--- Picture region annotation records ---
----------------------------------------
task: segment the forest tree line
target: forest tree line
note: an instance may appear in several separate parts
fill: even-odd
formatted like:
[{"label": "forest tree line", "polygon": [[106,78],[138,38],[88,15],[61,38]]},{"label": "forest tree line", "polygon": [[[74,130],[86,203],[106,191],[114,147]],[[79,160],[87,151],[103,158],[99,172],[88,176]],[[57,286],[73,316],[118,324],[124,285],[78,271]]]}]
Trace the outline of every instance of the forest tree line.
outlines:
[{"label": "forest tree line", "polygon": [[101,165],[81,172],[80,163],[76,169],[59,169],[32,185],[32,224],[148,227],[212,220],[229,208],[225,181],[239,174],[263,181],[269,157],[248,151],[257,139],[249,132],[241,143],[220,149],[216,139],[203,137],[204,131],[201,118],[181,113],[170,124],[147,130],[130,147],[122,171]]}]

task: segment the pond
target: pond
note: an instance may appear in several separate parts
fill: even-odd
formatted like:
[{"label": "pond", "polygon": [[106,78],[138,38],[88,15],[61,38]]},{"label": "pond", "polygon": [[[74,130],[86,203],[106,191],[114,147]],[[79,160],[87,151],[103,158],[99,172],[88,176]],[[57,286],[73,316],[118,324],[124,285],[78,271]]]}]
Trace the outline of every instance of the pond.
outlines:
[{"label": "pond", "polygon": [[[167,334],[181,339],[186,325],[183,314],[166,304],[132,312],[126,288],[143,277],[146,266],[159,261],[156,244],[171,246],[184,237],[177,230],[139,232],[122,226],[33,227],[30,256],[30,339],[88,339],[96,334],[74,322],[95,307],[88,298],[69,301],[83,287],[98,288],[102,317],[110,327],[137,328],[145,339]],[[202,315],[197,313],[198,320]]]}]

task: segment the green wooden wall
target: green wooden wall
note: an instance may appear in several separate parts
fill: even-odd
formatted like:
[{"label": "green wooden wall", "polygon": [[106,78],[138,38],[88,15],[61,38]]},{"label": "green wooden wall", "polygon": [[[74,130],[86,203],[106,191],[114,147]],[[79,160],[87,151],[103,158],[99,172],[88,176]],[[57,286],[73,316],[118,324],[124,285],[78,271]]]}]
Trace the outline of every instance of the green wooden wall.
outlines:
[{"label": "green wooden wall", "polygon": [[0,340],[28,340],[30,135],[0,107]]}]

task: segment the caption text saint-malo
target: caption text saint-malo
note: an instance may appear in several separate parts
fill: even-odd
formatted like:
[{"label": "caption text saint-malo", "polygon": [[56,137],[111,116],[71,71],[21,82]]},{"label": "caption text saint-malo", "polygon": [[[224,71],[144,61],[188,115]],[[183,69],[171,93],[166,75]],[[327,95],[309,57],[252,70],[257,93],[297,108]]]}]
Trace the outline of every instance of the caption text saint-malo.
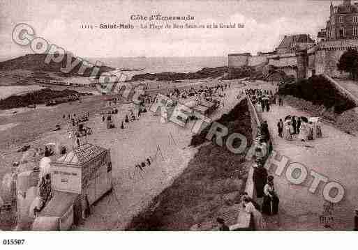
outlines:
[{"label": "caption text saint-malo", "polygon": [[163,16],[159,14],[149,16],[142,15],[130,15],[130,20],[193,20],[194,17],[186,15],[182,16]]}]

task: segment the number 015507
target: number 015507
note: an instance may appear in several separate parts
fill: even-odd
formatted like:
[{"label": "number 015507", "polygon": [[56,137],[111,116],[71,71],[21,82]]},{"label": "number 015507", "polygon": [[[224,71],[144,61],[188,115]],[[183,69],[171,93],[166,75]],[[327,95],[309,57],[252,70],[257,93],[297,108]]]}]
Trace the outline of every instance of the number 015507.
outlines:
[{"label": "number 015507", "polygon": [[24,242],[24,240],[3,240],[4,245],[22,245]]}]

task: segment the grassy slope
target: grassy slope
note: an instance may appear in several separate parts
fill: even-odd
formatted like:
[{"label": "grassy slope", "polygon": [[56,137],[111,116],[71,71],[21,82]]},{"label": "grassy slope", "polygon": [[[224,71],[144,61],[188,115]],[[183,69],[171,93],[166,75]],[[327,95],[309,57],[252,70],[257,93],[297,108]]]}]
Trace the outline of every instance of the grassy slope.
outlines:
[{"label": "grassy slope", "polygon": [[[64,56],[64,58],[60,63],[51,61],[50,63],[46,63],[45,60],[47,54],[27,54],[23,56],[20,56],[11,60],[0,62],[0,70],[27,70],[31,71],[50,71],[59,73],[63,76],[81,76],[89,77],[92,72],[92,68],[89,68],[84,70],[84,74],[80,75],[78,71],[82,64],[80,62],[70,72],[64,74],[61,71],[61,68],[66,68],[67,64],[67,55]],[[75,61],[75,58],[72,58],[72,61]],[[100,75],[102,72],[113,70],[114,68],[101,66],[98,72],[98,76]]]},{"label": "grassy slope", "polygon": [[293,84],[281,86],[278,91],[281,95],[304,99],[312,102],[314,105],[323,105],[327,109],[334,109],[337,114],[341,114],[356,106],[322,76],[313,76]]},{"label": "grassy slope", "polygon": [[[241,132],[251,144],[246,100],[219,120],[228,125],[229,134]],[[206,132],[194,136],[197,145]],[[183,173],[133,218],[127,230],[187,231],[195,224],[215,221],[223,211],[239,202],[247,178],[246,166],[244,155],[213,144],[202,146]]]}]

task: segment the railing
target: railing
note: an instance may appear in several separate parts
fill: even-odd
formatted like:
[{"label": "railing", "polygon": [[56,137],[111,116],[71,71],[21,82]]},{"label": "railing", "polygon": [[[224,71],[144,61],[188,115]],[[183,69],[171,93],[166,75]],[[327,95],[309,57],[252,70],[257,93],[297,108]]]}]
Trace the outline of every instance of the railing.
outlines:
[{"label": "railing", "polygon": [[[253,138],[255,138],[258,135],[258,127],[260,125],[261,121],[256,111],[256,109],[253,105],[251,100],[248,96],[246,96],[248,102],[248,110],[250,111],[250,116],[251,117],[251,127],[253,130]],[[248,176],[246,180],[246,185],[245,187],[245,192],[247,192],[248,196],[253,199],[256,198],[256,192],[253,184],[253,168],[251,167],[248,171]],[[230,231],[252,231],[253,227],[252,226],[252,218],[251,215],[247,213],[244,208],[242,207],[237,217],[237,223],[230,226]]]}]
----------------------------------------
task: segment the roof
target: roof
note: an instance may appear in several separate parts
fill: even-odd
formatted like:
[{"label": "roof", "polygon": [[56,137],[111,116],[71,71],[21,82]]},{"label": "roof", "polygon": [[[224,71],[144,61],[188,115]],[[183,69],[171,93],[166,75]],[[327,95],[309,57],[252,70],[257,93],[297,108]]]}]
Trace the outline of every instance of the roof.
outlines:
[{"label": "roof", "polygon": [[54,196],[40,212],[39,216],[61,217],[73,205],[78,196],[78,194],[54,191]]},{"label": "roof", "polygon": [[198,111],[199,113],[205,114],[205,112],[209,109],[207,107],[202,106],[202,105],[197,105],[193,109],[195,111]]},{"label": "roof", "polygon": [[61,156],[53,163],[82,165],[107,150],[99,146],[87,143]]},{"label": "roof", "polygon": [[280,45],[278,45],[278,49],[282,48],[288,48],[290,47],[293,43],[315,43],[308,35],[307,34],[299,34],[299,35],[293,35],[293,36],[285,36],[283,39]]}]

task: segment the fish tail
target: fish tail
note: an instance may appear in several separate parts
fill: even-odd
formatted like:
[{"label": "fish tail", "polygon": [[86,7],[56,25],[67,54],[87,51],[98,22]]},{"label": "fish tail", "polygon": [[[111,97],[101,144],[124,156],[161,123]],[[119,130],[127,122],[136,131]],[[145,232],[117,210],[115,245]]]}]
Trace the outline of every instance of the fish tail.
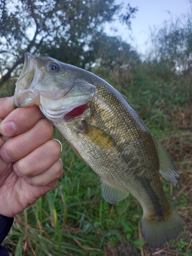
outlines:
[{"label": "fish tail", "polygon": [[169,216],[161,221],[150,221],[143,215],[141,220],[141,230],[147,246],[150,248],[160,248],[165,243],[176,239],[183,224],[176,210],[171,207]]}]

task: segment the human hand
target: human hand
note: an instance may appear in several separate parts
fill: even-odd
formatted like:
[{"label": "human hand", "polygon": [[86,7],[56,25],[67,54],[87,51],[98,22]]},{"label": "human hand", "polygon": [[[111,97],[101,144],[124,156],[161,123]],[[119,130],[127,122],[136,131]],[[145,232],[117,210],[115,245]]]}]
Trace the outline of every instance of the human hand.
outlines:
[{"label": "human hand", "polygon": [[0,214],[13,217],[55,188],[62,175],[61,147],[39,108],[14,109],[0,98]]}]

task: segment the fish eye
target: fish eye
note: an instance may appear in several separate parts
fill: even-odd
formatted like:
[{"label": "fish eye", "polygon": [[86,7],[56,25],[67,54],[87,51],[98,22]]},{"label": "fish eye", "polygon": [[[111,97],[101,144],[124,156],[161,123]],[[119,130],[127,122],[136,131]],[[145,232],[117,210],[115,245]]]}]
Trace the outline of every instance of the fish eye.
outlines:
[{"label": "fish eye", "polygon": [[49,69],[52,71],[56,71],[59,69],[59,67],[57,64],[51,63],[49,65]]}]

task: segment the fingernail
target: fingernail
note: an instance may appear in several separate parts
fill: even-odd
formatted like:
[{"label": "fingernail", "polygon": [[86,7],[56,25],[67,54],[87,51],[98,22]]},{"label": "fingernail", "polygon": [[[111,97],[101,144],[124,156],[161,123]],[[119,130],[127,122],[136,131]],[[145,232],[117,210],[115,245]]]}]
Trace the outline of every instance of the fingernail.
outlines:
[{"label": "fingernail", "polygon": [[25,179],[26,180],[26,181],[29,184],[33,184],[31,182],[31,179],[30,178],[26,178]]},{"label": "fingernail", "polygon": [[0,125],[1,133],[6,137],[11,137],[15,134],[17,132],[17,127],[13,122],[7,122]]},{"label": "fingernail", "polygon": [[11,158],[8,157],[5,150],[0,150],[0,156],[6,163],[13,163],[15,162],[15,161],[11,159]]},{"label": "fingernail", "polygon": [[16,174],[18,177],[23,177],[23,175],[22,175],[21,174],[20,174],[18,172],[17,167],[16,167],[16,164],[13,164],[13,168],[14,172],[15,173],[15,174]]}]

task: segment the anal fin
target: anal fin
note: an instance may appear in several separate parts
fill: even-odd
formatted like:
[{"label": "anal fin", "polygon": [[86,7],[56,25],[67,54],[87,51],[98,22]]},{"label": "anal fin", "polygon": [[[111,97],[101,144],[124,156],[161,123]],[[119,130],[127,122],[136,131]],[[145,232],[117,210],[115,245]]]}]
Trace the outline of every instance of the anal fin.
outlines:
----------------------------------------
--- GIVEN TASK ---
Copy out each line of the records that contains the word "human".

--- EXERCISE RESPONSE ---
task: segment the human hand
target: human hand
[{"label": "human hand", "polygon": [[86,7],[56,25],[67,54],[87,51],[98,22]]},{"label": "human hand", "polygon": [[[111,97],[101,144],[124,156],[161,123]],[[119,130],[127,122],[136,131]],[[145,232],[117,210],[115,245]]]}]
Trace the outline of every instance of the human hand.
[{"label": "human hand", "polygon": [[0,214],[13,217],[55,188],[62,175],[61,147],[39,108],[14,109],[0,98]]}]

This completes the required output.